課題内容 ▸ 下に掲げる葉状腫瘍についての文章を、最後の文の後から書き継げ。

文書の抜粋 ▸
葉状腫瘍(phyllodes tumor)

葉状腫瘍

診察葉状腫瘍は間質成分と上皮成分いずれも腫瘍性の増殖を起こす混合腫瘍です。その状態は線維腺腫と似ていますが発症する頻度は少ないとされます。腫瘍は悪性に分類されたり、良性と境界病変とされたり、さらに混在することまであります。混在するケースでは悪性度の高い部位の診断を行います。葉状腫瘍は急速に巨大化するケース、また良性の場合でも切除後の再発が多い傾向があります。超音波検査(エコー検査)やマンモグラフィで類円形や分葉状腫瘤が描き出されますが、腫瘤内部に葉状のスリット構造があったり、急速に大きくなる場合は葉状腫瘍ではないかと考えることが必要です。

提供データ ▸
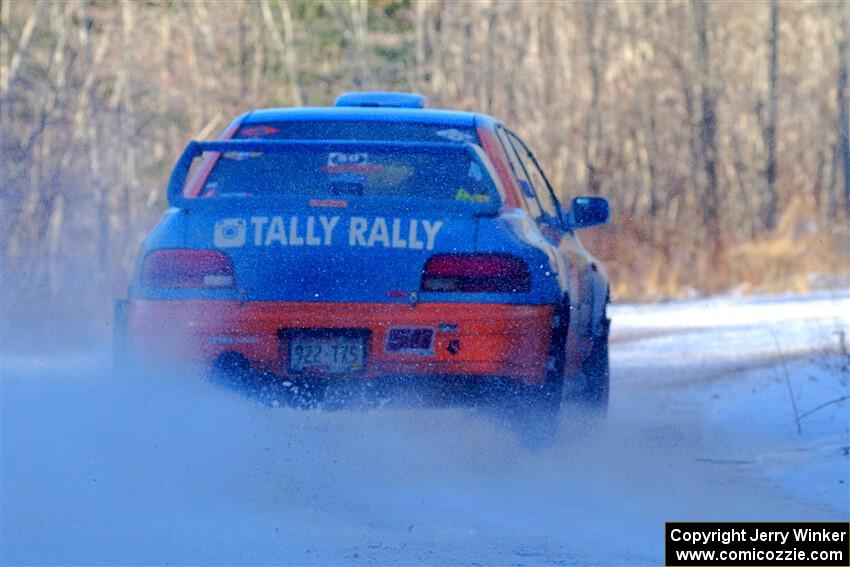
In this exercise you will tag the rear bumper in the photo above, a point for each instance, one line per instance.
(471, 339)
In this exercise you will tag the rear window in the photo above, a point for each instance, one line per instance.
(358, 130)
(325, 171)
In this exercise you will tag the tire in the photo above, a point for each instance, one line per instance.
(540, 405)
(596, 374)
(121, 362)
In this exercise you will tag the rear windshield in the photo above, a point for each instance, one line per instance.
(358, 130)
(326, 171)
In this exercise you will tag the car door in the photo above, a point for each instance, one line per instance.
(588, 284)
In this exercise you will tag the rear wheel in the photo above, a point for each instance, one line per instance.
(541, 404)
(120, 346)
(595, 378)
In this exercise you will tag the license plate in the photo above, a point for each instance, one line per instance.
(326, 352)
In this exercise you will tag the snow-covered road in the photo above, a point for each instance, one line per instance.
(103, 469)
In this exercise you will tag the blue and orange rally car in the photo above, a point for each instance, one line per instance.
(376, 239)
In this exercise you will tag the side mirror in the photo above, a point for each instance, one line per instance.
(587, 211)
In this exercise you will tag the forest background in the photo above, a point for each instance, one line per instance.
(718, 131)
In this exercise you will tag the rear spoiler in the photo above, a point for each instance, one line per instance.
(177, 181)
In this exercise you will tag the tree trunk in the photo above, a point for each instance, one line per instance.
(771, 207)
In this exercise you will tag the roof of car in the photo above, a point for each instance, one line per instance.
(409, 115)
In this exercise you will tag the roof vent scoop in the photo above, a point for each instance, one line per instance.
(381, 99)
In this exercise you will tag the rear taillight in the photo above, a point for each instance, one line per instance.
(184, 268)
(494, 273)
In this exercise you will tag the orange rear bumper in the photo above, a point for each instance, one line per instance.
(494, 340)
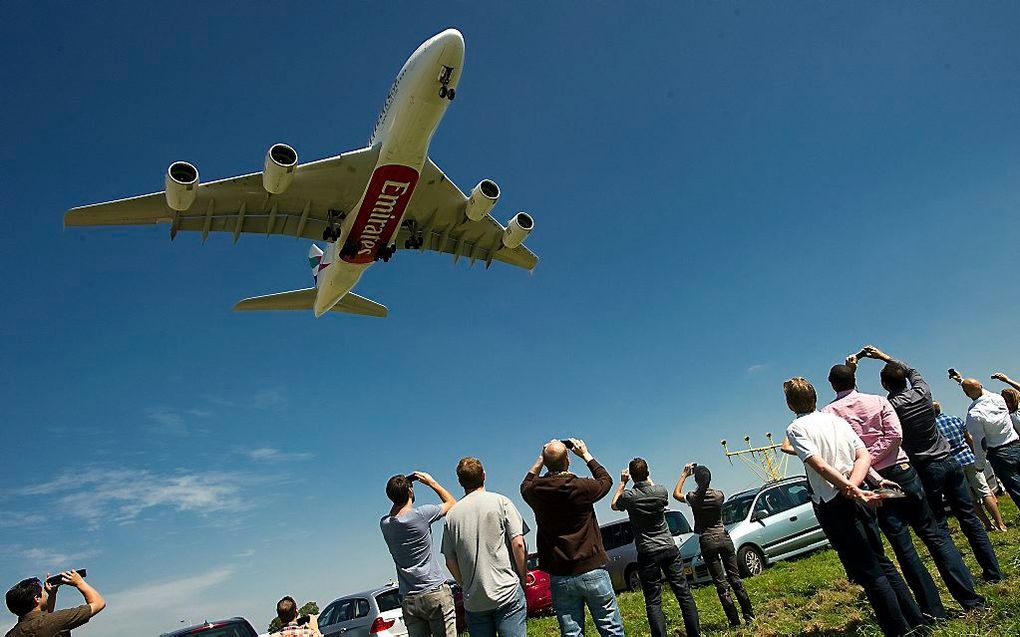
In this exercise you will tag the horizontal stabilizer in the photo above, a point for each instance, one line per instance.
(305, 300)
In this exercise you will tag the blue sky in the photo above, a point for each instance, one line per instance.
(725, 196)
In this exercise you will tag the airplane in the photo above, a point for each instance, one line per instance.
(362, 203)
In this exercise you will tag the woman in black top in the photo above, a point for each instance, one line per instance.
(717, 547)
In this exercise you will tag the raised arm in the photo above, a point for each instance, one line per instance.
(678, 489)
(624, 477)
(1007, 380)
(446, 497)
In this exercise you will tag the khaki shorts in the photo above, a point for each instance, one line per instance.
(978, 483)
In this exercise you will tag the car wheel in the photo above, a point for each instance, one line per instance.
(750, 561)
(633, 580)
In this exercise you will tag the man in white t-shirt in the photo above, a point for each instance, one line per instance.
(483, 544)
(836, 463)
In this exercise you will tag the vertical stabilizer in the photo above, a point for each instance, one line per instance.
(315, 261)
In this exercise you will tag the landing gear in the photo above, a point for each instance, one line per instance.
(445, 91)
(333, 230)
(386, 253)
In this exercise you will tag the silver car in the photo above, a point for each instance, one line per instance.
(771, 523)
(370, 614)
(618, 539)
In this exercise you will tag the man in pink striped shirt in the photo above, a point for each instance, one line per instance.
(874, 420)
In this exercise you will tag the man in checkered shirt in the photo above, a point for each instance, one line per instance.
(962, 442)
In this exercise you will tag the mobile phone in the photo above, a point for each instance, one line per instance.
(56, 580)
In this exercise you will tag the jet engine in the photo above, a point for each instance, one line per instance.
(278, 170)
(182, 186)
(482, 198)
(518, 228)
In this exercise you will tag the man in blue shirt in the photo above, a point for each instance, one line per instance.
(961, 441)
(427, 599)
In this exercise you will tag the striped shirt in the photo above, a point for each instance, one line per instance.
(953, 428)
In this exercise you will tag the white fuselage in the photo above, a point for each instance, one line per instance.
(410, 116)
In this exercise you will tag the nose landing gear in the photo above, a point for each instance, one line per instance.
(445, 91)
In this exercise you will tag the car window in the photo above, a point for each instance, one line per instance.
(772, 500)
(736, 509)
(325, 618)
(389, 600)
(798, 493)
(677, 523)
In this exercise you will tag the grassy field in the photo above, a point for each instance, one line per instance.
(811, 596)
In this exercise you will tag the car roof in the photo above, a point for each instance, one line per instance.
(761, 488)
(206, 625)
(371, 592)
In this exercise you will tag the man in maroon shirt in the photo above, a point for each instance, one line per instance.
(569, 541)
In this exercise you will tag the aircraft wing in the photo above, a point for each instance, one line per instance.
(240, 204)
(438, 207)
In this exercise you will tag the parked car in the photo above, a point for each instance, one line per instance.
(235, 627)
(770, 523)
(618, 538)
(373, 613)
(537, 591)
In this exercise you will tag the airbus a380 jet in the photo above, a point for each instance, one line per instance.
(363, 203)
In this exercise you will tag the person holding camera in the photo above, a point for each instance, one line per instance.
(657, 553)
(427, 599)
(290, 624)
(716, 545)
(34, 602)
(569, 541)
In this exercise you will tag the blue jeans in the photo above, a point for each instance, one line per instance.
(897, 517)
(945, 477)
(594, 589)
(1006, 463)
(507, 621)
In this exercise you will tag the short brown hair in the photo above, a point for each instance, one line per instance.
(469, 473)
(801, 394)
(398, 489)
(639, 469)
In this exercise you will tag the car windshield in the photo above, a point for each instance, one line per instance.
(389, 600)
(735, 509)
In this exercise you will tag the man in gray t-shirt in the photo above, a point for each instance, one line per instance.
(657, 553)
(483, 544)
(427, 600)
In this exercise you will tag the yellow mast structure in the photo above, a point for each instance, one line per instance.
(767, 462)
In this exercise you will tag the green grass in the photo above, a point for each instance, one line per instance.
(811, 596)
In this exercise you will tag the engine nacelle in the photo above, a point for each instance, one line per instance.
(278, 170)
(519, 226)
(182, 186)
(482, 198)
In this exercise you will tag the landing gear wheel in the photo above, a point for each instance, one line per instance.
(750, 561)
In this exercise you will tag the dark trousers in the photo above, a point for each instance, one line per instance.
(652, 567)
(1006, 463)
(854, 534)
(897, 517)
(720, 558)
(945, 478)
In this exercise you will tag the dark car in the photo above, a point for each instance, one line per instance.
(235, 627)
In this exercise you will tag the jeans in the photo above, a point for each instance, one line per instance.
(430, 614)
(1006, 463)
(720, 559)
(854, 534)
(506, 621)
(652, 567)
(897, 517)
(594, 589)
(945, 477)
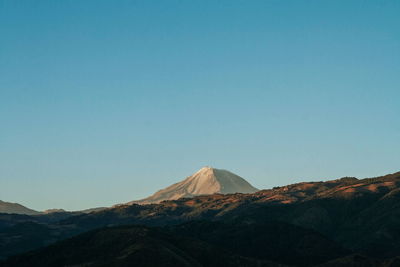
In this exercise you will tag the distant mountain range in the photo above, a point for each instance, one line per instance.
(7, 207)
(206, 181)
(342, 222)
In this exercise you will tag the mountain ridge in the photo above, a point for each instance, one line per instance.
(206, 181)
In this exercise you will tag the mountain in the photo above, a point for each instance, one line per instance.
(133, 246)
(15, 208)
(206, 181)
(342, 222)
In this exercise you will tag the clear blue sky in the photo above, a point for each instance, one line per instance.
(103, 102)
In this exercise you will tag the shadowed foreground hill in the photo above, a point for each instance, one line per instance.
(334, 220)
(132, 246)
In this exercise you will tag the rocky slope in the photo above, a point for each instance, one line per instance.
(206, 181)
(303, 224)
(15, 208)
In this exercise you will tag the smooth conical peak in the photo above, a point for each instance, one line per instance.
(205, 181)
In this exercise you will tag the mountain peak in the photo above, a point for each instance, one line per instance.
(206, 181)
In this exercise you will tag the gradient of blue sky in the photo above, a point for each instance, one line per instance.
(103, 102)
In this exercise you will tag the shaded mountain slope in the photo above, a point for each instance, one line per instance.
(206, 181)
(15, 208)
(132, 246)
(359, 215)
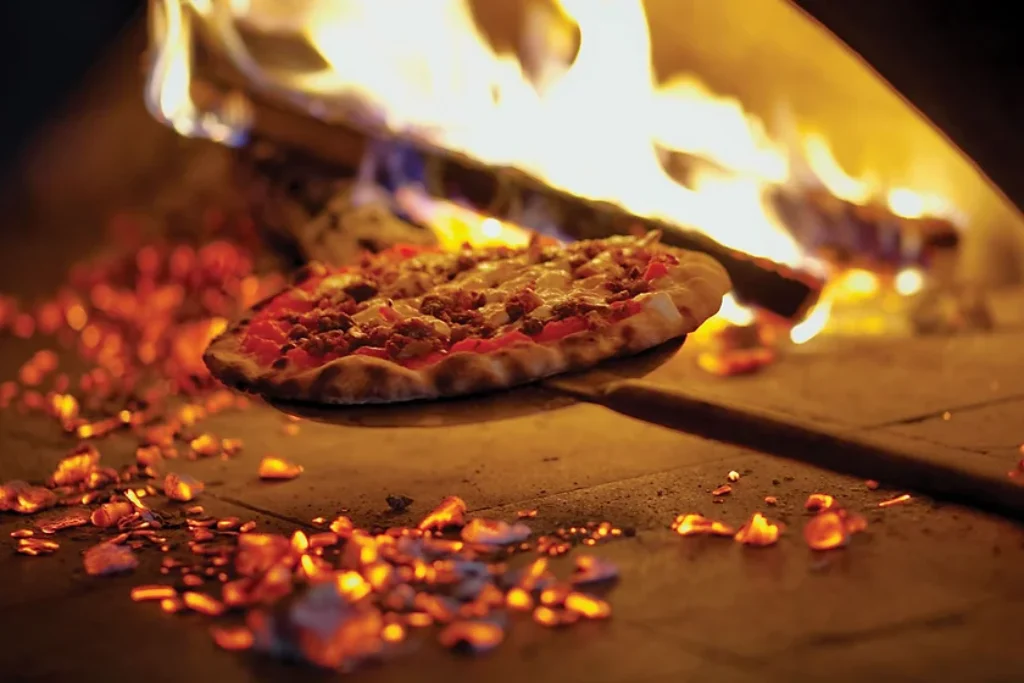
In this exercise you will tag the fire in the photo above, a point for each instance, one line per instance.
(825, 531)
(758, 531)
(451, 512)
(272, 467)
(437, 79)
(693, 524)
(181, 487)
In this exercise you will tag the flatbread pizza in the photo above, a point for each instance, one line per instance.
(420, 323)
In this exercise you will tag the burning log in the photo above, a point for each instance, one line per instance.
(513, 196)
(861, 236)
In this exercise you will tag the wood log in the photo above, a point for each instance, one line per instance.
(507, 194)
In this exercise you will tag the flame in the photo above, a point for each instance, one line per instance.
(168, 94)
(758, 531)
(909, 281)
(272, 467)
(451, 512)
(693, 524)
(819, 502)
(181, 487)
(815, 322)
(825, 531)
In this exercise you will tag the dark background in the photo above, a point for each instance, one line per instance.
(960, 61)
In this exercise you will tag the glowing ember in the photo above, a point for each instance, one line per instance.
(110, 514)
(77, 466)
(519, 599)
(36, 547)
(587, 605)
(590, 569)
(895, 501)
(451, 512)
(693, 524)
(33, 499)
(107, 558)
(825, 531)
(272, 467)
(205, 445)
(143, 593)
(181, 487)
(494, 531)
(819, 502)
(758, 531)
(203, 603)
(235, 638)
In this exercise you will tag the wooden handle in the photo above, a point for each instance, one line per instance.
(899, 462)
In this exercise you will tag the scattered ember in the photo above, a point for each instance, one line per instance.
(272, 467)
(203, 603)
(693, 524)
(592, 569)
(181, 487)
(494, 531)
(819, 502)
(520, 599)
(472, 637)
(205, 445)
(110, 514)
(825, 531)
(587, 605)
(895, 501)
(37, 547)
(69, 519)
(107, 558)
(141, 593)
(76, 467)
(398, 503)
(451, 512)
(758, 531)
(236, 638)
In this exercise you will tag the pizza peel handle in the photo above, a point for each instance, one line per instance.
(897, 461)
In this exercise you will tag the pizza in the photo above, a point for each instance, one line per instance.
(420, 323)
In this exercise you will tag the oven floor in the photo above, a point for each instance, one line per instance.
(929, 591)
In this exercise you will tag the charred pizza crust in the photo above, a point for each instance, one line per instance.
(665, 314)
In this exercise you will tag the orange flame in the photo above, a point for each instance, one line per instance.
(182, 487)
(819, 502)
(587, 605)
(77, 466)
(825, 531)
(694, 524)
(451, 512)
(272, 467)
(758, 531)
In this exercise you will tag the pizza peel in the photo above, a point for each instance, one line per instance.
(897, 461)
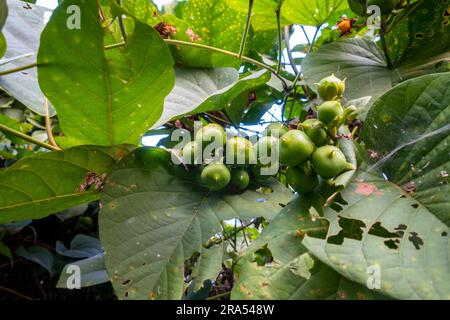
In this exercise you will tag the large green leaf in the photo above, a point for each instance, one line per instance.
(3, 13)
(294, 273)
(218, 26)
(37, 186)
(92, 271)
(22, 31)
(358, 60)
(396, 214)
(156, 215)
(423, 36)
(103, 97)
(311, 12)
(202, 90)
(263, 13)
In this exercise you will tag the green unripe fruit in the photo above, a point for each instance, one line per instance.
(295, 147)
(240, 179)
(257, 172)
(266, 147)
(315, 129)
(191, 153)
(216, 176)
(386, 6)
(328, 161)
(239, 151)
(275, 129)
(209, 133)
(299, 181)
(329, 110)
(331, 88)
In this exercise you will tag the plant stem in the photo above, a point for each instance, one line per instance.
(383, 42)
(288, 48)
(309, 51)
(220, 295)
(228, 53)
(18, 69)
(48, 126)
(121, 25)
(247, 27)
(280, 47)
(15, 293)
(27, 137)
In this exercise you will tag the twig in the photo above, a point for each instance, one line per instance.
(280, 47)
(288, 48)
(48, 126)
(15, 293)
(121, 25)
(383, 42)
(247, 27)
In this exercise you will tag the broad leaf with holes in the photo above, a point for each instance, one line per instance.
(103, 97)
(360, 61)
(395, 215)
(203, 90)
(218, 26)
(32, 188)
(311, 12)
(294, 273)
(156, 215)
(263, 13)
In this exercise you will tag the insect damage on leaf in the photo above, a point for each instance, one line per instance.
(416, 240)
(351, 229)
(165, 29)
(92, 179)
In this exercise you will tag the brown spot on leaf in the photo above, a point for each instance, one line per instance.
(416, 240)
(366, 189)
(165, 29)
(192, 35)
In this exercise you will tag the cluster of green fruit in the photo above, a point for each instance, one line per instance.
(360, 6)
(305, 153)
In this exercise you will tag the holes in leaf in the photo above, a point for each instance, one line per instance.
(378, 230)
(262, 256)
(416, 240)
(126, 282)
(392, 244)
(351, 229)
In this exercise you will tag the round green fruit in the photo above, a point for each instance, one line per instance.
(266, 147)
(328, 161)
(331, 88)
(315, 129)
(210, 133)
(329, 110)
(299, 181)
(276, 130)
(386, 6)
(191, 153)
(216, 176)
(239, 151)
(295, 147)
(257, 172)
(240, 179)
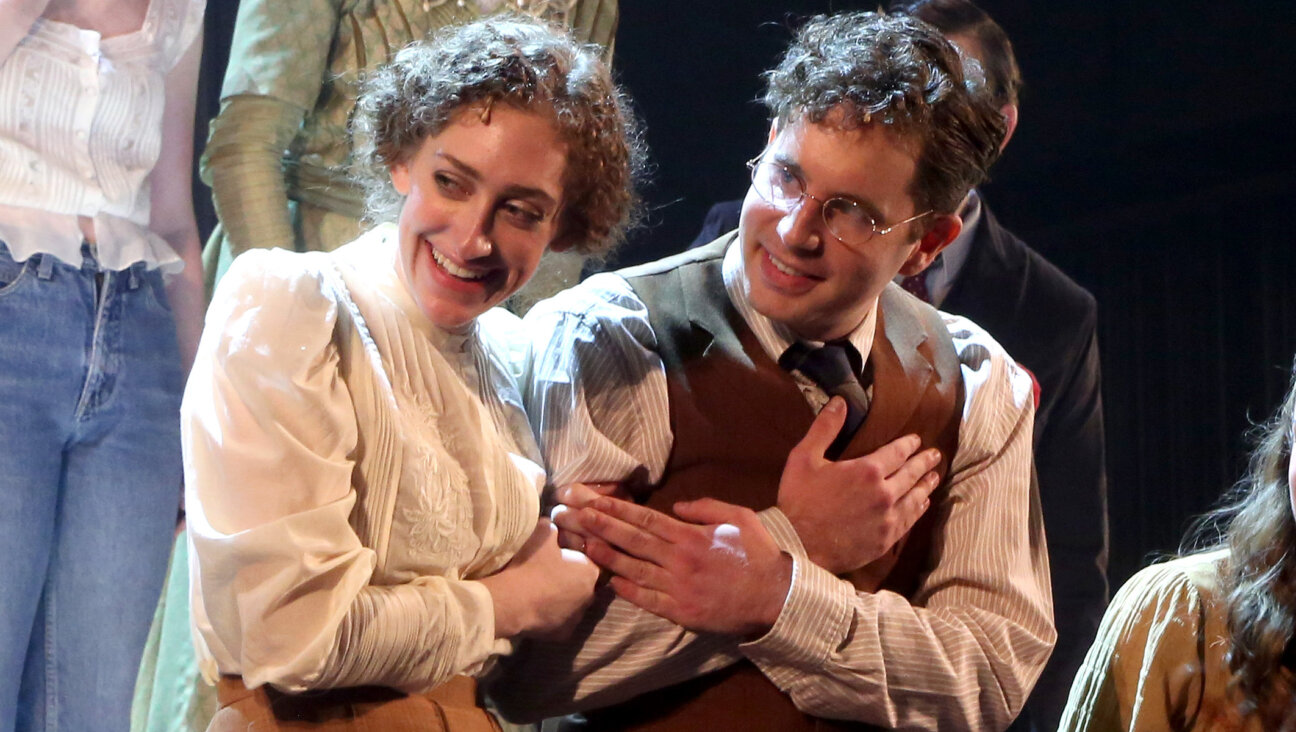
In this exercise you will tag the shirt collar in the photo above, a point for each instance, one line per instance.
(775, 337)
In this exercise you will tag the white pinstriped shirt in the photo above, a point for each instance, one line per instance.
(962, 653)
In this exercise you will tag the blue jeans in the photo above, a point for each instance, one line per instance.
(90, 482)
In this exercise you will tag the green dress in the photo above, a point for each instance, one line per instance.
(276, 161)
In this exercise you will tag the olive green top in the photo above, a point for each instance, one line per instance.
(1159, 657)
(279, 152)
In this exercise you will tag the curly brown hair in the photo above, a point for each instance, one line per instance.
(1259, 530)
(900, 71)
(525, 64)
(963, 17)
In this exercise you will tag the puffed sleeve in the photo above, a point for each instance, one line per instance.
(1148, 665)
(280, 581)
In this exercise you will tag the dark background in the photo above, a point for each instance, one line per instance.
(1152, 163)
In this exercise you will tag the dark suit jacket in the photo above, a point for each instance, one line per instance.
(1049, 324)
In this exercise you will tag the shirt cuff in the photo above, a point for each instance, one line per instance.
(815, 619)
(782, 531)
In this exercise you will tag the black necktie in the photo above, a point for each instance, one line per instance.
(835, 368)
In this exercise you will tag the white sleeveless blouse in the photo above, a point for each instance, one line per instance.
(81, 128)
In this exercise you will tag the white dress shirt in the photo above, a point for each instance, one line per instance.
(81, 128)
(350, 470)
(962, 653)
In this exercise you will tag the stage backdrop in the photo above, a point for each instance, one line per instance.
(1154, 163)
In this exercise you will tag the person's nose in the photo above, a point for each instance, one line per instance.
(473, 237)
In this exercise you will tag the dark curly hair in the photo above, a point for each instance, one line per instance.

回答 ▸
葉状腫瘍の主な症状

  • 腫瘤(しこり)がある
  • 腫瘤(しこり)が急速に増大する

まずしこりを線維腺腫かどうか検査で判断し、葉状腫瘍と判明した場合は基本的に切除します。線維腺腫と葉状腫瘍は鑑別が難しく、通常の針生検では線維腺腫と診断される可能性があります。ですから鑑別のための生検は、針生検ではなく摘出生検や吸引式乳房組織生検を行うことがほとんどです。治療は葉状腫瘍が非常に小さいごくまれな場合は経過観察をすることもありますが、基本的には手術を行います。また、葉状腫瘍は手術後の局所再発率が20〜30%と非常に高い傾向にあります。再発を重ね悪性化することを避けるため、周辺の正常組織含めた切除、あるいは乳房全摘出をするなど病変の完全切除が必要になります。